Please copy the data verbatim, from its first line up to and including the line that contains "171], [762, 156]]".

• MATERIAL:

++++++++++

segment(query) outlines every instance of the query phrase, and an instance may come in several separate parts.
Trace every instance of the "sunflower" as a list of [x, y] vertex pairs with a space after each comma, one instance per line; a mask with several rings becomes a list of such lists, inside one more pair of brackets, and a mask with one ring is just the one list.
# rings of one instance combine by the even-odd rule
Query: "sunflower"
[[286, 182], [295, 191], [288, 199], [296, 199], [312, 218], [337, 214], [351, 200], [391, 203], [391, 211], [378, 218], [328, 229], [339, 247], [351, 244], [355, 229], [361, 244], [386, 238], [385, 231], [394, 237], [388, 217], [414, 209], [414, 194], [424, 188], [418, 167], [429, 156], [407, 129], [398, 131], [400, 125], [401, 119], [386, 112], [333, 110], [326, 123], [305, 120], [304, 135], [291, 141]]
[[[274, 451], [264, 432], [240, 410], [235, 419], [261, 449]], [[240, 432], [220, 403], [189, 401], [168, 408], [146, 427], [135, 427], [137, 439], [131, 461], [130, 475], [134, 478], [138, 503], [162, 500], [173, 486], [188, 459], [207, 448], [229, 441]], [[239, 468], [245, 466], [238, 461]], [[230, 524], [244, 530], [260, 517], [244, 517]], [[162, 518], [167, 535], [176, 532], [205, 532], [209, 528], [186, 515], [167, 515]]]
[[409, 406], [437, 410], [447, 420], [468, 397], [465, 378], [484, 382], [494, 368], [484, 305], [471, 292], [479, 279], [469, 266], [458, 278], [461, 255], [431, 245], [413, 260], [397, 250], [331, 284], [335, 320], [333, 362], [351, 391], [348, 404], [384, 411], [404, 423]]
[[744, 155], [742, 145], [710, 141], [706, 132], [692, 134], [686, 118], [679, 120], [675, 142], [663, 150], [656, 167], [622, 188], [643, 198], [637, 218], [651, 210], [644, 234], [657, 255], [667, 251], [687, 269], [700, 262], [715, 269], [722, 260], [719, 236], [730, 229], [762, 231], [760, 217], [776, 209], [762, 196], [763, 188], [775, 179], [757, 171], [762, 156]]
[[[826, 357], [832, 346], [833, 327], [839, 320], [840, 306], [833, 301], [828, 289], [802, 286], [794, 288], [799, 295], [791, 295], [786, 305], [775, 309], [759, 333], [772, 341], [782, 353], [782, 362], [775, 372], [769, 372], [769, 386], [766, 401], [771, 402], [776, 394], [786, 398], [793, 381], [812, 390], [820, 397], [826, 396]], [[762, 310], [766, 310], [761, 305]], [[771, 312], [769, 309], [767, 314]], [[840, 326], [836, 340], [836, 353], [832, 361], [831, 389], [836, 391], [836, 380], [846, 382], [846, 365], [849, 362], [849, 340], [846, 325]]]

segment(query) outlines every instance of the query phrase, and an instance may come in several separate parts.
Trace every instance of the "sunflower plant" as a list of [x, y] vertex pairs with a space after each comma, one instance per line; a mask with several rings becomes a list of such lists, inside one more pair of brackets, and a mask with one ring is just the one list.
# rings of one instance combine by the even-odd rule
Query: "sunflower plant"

++++++++++

• FULL RESPONSE:
segment(query) outlines every instance of the query phrase, and an instance may come in several separate parts.
Trace every instance of the "sunflower" as a list of [x, y] vertex pairs with a space after each comma, one instance per line; a mask with several rings becomes a list of such lists, inside one more pair of brackets, and a mask with one ring is just the one list.
# rings of one instance combine by the even-odd rule
Query: "sunflower"
[[286, 182], [295, 191], [288, 199], [296, 199], [312, 218], [337, 214], [351, 200], [391, 203], [391, 211], [378, 218], [328, 229], [339, 247], [351, 244], [355, 229], [361, 244], [386, 238], [385, 231], [394, 237], [388, 217], [414, 209], [414, 194], [424, 188], [418, 167], [429, 156], [407, 129], [398, 131], [400, 125], [401, 119], [386, 112], [333, 110], [326, 123], [305, 120], [304, 135], [291, 141]]
[[[274, 451], [264, 432], [240, 410], [235, 419], [261, 449]], [[240, 432], [220, 403], [189, 401], [168, 408], [146, 427], [135, 427], [137, 439], [131, 461], [130, 475], [134, 478], [138, 503], [162, 500], [173, 486], [188, 459], [207, 448], [229, 441]], [[239, 468], [245, 466], [238, 461]], [[230, 524], [244, 530], [260, 517], [244, 517]], [[162, 518], [167, 535], [176, 532], [205, 532], [209, 528], [186, 515], [167, 515]]]
[[409, 406], [437, 410], [447, 420], [468, 397], [465, 378], [484, 382], [494, 368], [484, 305], [471, 292], [479, 279], [469, 266], [458, 278], [461, 255], [431, 245], [413, 260], [397, 250], [331, 284], [335, 320], [333, 362], [351, 391], [348, 404], [384, 411], [404, 423]]
[[744, 155], [742, 145], [710, 141], [706, 132], [692, 134], [686, 118], [679, 120], [675, 142], [663, 150], [656, 167], [622, 188], [643, 198], [637, 218], [651, 210], [644, 234], [657, 255], [667, 251], [687, 269], [700, 262], [715, 269], [722, 260], [719, 236], [730, 229], [762, 231], [760, 217], [776, 209], [762, 196], [763, 188], [775, 179], [757, 171], [762, 156]]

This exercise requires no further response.